**EXTRACTED TEXT:**
• • • • • • •
KATMANDU, Nepal — A Maoist political party appeared headed for control of Nepal yesterday in a historic first that threatens to embolden another Maoist movement in neighboring India.
Never before have Maoists taken power in a democratic election.
But in Nepal, Maoists yesterday extended their lead as vote-counting continued following nationwide elections Thursday, officials said, and appear poised to control a national assembly that will rewrite the constitution and abolish the 240-year-old monarchy.
Of 601 seats up for grabs in the new Constituent Assembly, 212 have been decided.
The Maoists have won 101 seats and are ahead in 11 other contests as of the latest tally, the election commission said.
The exotic Himalayan kingdom is best known in the U.S. as a destination for backpacking tourists and mountain climbers headed for Mt. Everest.
But for nearly a decade, Nepal was gripped by a Maoist insurgency, in which an estimated 13,000 people died.
In nearby India, the world’s largest democracy and one with growing ties to the U.S., another Maoist movement — known as the Naxalites — is increasing in strength and embraces an area containing roughly a quarter of India”s population.
In eastern India, Maoist rebels fatally shot five policemen and a luggage porter and seriously wounded two others in an attack on a railroad station, police said yesterday.
Members of the Nepalese and Indian Maoist movements formed a strategic alliance during a 2001 meeting in Calcutta. At the time, India’s Home Affairs Ministry confirmed reports of Naxalites offering training and medical care to Nepalese Maoists.
While the violence continues in India, however, their Nepalese brethren have taken a different path, by signing a peace pact with other political parties in 2006.
Massive pro-democracy protests that year forced Nepal’s King Gyanendra to reinstate parliament, which then quickly moved to diminish his powers.
As of yesterday, the centrist Nepali Congress, the country”s largest party, had won just 30 seats and was leading in races for 11 others, the election commission said.
The center-left Communist Party of Nepal (UML) had won 24 seats and was leading in the count for nine others.
Both had been forecast to fare better than the Maoists.
• • • • • • •
**Dataset excerpts:**

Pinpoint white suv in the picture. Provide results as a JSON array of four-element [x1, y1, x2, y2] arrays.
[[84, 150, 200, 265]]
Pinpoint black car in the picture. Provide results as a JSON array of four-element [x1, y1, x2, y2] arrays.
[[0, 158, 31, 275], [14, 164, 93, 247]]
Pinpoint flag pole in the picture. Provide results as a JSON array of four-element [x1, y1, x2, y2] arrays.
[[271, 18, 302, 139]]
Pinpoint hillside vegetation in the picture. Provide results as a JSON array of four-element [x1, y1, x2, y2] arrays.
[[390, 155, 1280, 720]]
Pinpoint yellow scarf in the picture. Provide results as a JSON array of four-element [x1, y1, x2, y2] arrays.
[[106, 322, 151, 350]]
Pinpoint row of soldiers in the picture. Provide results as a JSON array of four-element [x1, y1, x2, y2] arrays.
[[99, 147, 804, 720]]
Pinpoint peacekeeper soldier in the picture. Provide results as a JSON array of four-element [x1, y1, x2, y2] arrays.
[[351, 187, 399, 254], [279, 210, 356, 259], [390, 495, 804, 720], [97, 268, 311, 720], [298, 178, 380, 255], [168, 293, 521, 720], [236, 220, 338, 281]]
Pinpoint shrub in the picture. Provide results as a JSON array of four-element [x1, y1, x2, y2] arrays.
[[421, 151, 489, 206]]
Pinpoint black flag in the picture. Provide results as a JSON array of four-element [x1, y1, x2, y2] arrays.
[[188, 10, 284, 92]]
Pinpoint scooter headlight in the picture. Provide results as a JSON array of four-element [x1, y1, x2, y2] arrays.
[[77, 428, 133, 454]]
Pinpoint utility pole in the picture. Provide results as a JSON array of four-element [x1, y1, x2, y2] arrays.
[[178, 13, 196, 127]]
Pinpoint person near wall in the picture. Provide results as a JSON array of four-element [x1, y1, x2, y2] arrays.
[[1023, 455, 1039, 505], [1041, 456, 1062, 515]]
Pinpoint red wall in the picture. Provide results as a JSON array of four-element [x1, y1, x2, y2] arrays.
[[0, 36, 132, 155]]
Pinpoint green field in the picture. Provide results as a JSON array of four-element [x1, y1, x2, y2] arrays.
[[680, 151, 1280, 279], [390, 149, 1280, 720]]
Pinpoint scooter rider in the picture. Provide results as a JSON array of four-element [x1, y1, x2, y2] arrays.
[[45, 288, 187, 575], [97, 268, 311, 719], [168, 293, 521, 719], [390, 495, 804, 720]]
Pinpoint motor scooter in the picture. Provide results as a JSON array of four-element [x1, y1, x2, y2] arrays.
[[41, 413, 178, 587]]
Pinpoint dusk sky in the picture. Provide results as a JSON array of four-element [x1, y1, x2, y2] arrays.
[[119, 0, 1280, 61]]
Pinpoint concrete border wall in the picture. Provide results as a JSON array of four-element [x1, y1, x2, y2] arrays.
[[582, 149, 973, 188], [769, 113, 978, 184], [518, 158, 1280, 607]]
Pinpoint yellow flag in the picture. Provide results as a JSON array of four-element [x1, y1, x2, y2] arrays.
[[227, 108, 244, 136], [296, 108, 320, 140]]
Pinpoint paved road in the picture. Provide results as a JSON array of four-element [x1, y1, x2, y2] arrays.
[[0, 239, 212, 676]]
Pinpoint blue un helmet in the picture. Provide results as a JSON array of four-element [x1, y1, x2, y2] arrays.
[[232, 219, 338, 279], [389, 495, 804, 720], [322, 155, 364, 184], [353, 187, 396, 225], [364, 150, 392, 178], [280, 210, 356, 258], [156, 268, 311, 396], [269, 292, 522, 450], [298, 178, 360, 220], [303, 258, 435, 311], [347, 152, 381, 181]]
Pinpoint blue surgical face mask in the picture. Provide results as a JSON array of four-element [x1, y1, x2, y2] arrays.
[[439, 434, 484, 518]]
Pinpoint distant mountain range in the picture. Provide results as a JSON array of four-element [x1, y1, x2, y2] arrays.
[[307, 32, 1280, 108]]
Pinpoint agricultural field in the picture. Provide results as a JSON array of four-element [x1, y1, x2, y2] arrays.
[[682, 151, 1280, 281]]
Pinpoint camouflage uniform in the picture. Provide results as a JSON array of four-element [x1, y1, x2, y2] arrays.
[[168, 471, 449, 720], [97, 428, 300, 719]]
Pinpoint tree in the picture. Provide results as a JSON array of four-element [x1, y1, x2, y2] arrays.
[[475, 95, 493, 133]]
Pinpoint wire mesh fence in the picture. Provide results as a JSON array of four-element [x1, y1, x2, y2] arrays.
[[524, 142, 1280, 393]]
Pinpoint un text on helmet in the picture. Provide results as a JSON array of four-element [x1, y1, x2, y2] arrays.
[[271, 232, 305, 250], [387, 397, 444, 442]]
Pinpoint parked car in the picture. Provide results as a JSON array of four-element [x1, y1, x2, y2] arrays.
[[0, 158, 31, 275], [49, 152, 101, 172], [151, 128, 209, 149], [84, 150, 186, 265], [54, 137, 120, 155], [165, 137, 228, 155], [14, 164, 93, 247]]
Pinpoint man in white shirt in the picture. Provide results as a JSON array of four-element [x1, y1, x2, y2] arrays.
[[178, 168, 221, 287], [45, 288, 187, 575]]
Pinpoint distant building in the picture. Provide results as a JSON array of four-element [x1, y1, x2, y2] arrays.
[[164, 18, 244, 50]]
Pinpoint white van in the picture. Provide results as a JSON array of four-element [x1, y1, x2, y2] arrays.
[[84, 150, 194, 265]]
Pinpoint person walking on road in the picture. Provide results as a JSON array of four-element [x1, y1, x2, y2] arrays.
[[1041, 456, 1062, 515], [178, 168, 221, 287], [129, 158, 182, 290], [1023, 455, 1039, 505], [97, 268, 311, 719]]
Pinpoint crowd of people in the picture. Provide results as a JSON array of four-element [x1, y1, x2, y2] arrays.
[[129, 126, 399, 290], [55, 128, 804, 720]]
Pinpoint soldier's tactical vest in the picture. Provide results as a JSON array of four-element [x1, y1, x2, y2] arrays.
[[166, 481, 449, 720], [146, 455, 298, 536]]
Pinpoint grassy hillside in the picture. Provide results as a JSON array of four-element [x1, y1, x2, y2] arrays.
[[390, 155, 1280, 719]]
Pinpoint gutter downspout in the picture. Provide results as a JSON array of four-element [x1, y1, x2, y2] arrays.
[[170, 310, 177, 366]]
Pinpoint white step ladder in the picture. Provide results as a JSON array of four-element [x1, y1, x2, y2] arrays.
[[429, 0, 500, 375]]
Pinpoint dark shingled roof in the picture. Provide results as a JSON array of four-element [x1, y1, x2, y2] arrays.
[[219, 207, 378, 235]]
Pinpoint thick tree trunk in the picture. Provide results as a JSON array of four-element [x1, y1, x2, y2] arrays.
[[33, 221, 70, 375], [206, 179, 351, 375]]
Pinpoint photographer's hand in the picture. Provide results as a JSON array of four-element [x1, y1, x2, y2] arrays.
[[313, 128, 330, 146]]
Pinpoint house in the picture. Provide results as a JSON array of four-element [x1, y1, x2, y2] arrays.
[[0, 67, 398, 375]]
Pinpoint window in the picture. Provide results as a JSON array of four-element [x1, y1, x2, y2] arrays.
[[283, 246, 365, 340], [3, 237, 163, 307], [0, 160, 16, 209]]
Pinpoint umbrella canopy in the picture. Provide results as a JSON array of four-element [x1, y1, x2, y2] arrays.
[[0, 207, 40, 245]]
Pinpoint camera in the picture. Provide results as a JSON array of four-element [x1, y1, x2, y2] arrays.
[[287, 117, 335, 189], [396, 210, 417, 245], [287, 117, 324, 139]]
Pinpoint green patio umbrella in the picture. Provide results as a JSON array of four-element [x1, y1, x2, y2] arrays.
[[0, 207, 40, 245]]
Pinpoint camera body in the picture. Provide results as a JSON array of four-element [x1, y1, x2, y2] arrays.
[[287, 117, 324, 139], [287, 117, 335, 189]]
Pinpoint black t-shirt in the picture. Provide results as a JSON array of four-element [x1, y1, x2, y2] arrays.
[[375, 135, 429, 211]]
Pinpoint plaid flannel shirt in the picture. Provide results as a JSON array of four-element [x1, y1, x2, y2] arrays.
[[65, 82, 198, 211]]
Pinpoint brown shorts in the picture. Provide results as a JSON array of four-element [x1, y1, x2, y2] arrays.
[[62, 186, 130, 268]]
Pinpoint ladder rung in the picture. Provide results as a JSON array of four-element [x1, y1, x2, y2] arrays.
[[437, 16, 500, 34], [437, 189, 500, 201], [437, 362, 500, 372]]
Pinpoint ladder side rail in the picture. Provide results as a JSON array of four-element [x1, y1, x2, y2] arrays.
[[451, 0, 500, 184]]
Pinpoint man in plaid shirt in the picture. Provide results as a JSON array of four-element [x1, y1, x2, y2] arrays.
• • • • • • •
**PROBLEMS TO WORK ON:**
1. Render this sentence from the article on Nepal's election in Spanish: "Never before have Maoists taken power in a democratic election."
2. Summarize the article on Nepal's election in two sentences.
3. Copy the passage of the article on Nepal's election from "But in Nepal, Maoists" to "for Mt. Everest.".
These rows have no connection to the article on Nepal's election.

**ANSWERS TO THE EXERCISES:**
1. Nunca antes los maoístas habían tomado el poder en unas elecciones democráticas.

2. Nepal's Maoists extended their lead in the vote count after Thursday's nationwide elections, winning 101 of the 212 seats decided so far, and appeared poised to control a Constituent Assembly that will rewrite the constitution and abolish the monarchy. The result outpaced forecasts that favored the Nepali Congress and the Communist Party of Nepal (UML), and it could embolden the Naxalite Maoist movement in neighboring India, although Nepal's Maoists had moved from nearly a decade of insurgency to a 2006 peace pact with other parties.

3.
But in Nepal, Maoists yesterday extended their lead as vote-counting continued following nationwide elections Thursday, officials said, and appear poised to control a national assembly that will rewrite the constitution and abolish the 240-year-old monarchy.
Of 601 seats up for grabs in the new Constituent Assembly, 212 have been decided.
The Maoists have won 101 seats and are ahead in 11 other contests as of the latest tally, the election commission said.
The exotic Himalayan kingdom is best known in the U.S. as a destination for backpacking tourists and mountain climbers headed for Mt. Everest.